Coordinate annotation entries

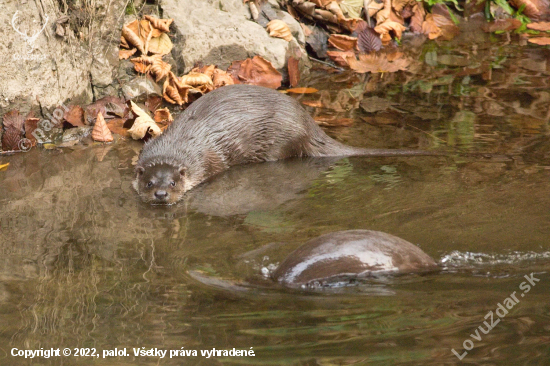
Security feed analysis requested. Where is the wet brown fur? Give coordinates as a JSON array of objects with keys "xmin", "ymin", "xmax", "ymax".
[{"xmin": 134, "ymin": 85, "xmax": 434, "ymax": 204}]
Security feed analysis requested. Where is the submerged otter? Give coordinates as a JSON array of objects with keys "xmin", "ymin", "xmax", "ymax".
[
  {"xmin": 134, "ymin": 85, "xmax": 430, "ymax": 204},
  {"xmin": 272, "ymin": 230, "xmax": 437, "ymax": 287},
  {"xmin": 188, "ymin": 230, "xmax": 439, "ymax": 291}
]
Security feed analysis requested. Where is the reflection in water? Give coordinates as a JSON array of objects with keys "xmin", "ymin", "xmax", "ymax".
[{"xmin": 0, "ymin": 39, "xmax": 550, "ymax": 365}]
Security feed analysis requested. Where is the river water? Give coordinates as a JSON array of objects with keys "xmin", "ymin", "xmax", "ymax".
[{"xmin": 0, "ymin": 40, "xmax": 550, "ymax": 366}]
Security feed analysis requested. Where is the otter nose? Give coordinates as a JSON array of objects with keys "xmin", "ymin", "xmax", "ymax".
[{"xmin": 155, "ymin": 189, "xmax": 168, "ymax": 200}]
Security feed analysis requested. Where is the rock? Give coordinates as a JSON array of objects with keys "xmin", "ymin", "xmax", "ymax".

PROBLEM STATEMENT - Pull out every line of the entries above that contains the word "analysis" and copy each one out. Case counts.

RESPONSE TO THE EXERCISE -
Security feed analysis requested. Where is the wet brown fur? Give coordinates as a JSON array of objects with keys "xmin", "ymin", "xmax", "ymax".
Security feed analysis requested. Where is the submerged otter? Give coordinates as a JSON array of objects with keys "xmin", "ymin", "xmax", "ymax".
Security feed analysis requested. Where is the reflection in water? Give coordinates as a JSON array of objects with keys "xmin", "ymin", "xmax", "ymax".
Security feed analysis requested. Where is the river water? Give coordinates as a JSON array of objects with keys "xmin", "ymin", "xmax", "ymax".
Security feed analysis requested. Where is the otter nose? Give coordinates as a JSON array of objects with keys "xmin", "ymin", "xmax", "ymax".
Security feed analysis requested. Where is the rock? Give coordinates as a JSON array of objects with keys "xmin", "ymin", "xmax", "ymax".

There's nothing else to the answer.